What you have to do - For the material that follows, list every line containing the word "jacket".
(Beginning of Task input)
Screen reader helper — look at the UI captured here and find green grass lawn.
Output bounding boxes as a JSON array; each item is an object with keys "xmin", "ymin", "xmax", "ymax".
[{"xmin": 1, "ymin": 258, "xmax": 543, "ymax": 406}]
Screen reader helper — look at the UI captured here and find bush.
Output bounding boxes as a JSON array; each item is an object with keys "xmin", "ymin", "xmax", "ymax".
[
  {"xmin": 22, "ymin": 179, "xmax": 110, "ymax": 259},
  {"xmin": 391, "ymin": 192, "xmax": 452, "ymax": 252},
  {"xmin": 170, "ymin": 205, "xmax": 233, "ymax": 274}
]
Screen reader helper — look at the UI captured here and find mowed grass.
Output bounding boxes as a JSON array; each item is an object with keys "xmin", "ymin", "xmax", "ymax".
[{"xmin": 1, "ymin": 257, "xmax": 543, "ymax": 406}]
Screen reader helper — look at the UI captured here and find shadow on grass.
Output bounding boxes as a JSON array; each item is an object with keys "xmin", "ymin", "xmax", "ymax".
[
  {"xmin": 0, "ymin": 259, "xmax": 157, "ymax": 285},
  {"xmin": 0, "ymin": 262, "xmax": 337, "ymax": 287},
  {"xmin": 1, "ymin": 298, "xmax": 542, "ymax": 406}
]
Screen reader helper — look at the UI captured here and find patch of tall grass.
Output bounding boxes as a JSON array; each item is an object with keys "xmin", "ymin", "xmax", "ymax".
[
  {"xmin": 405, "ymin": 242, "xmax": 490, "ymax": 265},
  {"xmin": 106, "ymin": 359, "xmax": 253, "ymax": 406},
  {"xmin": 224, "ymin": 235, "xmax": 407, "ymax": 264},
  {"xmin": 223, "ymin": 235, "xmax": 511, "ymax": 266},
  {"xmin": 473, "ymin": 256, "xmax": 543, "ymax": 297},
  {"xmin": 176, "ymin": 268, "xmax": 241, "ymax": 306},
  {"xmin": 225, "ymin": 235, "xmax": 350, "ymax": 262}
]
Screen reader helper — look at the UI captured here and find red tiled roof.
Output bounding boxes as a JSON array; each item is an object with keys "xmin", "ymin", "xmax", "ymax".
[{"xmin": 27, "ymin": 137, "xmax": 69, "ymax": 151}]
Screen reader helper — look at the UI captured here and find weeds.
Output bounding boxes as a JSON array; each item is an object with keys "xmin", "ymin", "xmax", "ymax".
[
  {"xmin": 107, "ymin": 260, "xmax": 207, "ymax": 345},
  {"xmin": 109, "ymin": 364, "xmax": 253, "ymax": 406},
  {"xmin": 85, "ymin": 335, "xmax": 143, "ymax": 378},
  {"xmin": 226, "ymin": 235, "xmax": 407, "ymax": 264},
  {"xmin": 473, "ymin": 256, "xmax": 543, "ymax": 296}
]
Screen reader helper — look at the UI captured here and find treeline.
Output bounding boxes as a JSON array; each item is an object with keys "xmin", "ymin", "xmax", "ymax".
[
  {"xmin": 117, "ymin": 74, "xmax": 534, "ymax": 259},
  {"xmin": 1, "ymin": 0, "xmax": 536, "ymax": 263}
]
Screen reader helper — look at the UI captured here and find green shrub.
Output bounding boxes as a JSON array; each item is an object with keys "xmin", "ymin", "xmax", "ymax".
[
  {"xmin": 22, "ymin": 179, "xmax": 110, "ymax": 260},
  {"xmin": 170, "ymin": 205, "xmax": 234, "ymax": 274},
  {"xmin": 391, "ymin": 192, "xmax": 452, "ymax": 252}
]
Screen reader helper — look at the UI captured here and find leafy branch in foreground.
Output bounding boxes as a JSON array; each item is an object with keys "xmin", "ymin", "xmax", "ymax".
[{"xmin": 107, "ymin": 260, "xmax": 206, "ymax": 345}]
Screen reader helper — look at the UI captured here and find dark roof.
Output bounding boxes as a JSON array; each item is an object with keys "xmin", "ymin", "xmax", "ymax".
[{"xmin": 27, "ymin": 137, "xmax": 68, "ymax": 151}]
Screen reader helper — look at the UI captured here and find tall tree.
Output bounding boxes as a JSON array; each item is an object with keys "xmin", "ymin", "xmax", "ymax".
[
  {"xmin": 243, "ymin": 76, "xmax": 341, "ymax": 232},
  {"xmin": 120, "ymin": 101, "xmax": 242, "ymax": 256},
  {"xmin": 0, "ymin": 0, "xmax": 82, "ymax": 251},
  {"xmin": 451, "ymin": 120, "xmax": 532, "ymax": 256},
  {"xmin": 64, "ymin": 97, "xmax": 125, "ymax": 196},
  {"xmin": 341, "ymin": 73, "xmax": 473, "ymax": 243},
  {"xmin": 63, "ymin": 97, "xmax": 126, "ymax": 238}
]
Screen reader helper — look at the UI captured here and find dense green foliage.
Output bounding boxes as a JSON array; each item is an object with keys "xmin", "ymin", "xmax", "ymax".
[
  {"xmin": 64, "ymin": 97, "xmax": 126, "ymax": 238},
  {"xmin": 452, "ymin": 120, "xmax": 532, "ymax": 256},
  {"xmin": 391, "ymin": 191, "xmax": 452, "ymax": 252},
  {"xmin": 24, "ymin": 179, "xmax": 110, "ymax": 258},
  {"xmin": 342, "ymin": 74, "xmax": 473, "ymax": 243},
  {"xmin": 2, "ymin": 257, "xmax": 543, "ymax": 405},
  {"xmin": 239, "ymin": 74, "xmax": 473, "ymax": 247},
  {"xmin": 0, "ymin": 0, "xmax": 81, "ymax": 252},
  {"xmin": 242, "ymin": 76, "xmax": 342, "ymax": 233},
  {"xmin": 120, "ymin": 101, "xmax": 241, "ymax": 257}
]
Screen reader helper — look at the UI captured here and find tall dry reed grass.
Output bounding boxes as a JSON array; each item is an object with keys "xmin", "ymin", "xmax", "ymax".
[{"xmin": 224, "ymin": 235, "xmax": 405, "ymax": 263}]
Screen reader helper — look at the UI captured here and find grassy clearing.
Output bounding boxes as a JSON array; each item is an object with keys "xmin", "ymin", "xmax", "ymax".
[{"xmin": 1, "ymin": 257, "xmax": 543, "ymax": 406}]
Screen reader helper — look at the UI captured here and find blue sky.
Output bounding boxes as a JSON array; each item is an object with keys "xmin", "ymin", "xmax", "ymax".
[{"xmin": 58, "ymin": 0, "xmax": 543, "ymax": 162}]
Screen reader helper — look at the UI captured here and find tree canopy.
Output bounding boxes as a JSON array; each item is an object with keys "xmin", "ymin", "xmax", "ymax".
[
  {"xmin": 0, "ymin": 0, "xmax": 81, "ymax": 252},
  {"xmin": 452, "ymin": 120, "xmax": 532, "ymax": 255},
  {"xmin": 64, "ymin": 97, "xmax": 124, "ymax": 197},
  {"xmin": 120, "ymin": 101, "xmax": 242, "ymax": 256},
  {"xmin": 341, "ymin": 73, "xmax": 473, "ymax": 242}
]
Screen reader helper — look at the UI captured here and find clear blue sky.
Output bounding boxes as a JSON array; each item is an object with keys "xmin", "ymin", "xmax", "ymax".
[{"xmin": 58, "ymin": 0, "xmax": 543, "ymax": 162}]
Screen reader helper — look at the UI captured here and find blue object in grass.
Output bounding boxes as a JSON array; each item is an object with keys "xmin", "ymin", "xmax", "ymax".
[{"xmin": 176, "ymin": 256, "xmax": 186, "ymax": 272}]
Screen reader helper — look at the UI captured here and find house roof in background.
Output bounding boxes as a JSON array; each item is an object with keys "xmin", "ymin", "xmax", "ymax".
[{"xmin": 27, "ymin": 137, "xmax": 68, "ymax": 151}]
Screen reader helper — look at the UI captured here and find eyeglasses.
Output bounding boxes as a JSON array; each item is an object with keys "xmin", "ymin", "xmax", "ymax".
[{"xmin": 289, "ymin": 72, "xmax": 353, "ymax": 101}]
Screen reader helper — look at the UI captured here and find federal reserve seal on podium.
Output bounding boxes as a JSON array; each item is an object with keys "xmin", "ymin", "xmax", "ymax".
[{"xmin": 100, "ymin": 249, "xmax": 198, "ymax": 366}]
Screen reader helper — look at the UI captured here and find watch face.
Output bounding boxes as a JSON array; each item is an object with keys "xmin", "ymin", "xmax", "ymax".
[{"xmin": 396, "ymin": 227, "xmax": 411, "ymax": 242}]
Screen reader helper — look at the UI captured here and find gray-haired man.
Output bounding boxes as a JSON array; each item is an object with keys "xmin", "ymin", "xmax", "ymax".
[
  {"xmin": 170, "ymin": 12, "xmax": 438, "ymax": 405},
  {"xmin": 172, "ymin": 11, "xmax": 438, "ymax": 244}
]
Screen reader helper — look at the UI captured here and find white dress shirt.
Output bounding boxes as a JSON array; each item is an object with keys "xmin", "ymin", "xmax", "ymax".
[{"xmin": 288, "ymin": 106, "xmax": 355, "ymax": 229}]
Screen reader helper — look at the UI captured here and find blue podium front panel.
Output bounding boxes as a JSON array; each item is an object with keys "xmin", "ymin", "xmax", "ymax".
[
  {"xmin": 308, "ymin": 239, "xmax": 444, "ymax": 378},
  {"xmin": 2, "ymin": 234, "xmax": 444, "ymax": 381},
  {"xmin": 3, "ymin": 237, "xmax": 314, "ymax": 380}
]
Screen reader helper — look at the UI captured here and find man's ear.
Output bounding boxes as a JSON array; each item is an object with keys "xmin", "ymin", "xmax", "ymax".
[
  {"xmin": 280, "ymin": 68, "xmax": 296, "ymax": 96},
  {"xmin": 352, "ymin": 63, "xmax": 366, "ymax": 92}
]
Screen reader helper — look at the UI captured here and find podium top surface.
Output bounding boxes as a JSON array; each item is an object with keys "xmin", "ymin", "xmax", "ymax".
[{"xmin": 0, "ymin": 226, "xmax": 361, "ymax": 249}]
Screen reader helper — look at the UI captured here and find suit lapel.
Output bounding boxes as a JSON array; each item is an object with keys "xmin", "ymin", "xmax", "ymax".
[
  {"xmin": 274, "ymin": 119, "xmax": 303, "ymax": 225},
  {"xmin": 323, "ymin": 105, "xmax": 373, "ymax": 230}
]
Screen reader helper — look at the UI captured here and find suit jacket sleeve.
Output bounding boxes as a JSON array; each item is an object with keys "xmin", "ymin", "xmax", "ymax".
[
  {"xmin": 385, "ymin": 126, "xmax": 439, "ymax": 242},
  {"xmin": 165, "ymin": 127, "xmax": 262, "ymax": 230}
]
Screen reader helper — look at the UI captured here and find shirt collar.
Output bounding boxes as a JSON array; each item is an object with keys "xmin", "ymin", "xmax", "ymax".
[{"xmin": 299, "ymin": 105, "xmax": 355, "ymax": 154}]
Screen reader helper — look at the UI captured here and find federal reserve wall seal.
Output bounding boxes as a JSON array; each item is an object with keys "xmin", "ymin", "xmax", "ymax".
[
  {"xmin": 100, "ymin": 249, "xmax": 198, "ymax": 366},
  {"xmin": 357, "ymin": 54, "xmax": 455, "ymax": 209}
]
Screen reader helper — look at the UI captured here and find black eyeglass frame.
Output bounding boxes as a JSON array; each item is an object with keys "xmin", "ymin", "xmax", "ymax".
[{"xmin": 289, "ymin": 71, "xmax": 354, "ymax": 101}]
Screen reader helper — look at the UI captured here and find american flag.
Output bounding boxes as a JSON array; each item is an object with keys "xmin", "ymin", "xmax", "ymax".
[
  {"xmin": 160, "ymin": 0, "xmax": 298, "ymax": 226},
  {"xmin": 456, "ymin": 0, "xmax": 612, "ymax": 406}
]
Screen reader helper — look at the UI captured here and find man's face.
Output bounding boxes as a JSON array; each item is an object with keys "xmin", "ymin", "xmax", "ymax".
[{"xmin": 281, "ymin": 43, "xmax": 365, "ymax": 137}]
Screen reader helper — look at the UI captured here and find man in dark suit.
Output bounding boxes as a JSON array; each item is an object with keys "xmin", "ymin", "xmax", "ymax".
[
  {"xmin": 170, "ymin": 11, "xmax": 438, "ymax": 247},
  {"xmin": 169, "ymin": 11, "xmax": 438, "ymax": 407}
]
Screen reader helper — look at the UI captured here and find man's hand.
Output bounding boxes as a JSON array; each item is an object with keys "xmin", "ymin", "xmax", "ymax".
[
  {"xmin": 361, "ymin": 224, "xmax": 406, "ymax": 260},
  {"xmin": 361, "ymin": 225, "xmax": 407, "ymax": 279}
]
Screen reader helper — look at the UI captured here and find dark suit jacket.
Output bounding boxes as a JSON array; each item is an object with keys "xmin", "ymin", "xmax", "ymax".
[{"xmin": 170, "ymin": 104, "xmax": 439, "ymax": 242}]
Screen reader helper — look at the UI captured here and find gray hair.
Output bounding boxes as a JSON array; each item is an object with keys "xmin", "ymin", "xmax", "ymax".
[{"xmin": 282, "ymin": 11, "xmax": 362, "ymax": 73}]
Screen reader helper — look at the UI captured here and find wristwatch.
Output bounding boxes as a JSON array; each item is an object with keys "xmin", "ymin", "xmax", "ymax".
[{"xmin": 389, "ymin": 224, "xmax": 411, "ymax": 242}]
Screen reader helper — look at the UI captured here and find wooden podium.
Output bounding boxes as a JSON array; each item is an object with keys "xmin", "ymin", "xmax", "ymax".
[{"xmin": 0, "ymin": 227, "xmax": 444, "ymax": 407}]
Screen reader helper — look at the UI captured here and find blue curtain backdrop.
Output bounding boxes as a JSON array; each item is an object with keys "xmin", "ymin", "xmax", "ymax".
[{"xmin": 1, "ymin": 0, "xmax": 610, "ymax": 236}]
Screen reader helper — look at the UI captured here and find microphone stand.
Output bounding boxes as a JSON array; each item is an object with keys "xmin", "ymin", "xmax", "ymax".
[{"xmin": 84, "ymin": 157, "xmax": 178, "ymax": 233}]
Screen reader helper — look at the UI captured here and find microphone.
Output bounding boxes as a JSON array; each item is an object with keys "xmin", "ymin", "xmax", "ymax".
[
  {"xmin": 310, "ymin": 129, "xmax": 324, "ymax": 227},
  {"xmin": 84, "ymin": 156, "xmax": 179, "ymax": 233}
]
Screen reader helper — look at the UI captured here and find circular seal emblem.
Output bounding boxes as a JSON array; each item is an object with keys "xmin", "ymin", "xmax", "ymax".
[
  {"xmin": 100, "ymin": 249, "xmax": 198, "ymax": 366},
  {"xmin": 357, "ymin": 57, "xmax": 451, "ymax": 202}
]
(End of Task input)
Response area -
Screen reader helper — look at the UI captured here and find suit jacket sleeve.
Screen reader helper — look at the UI captured here and find dark suit jacket.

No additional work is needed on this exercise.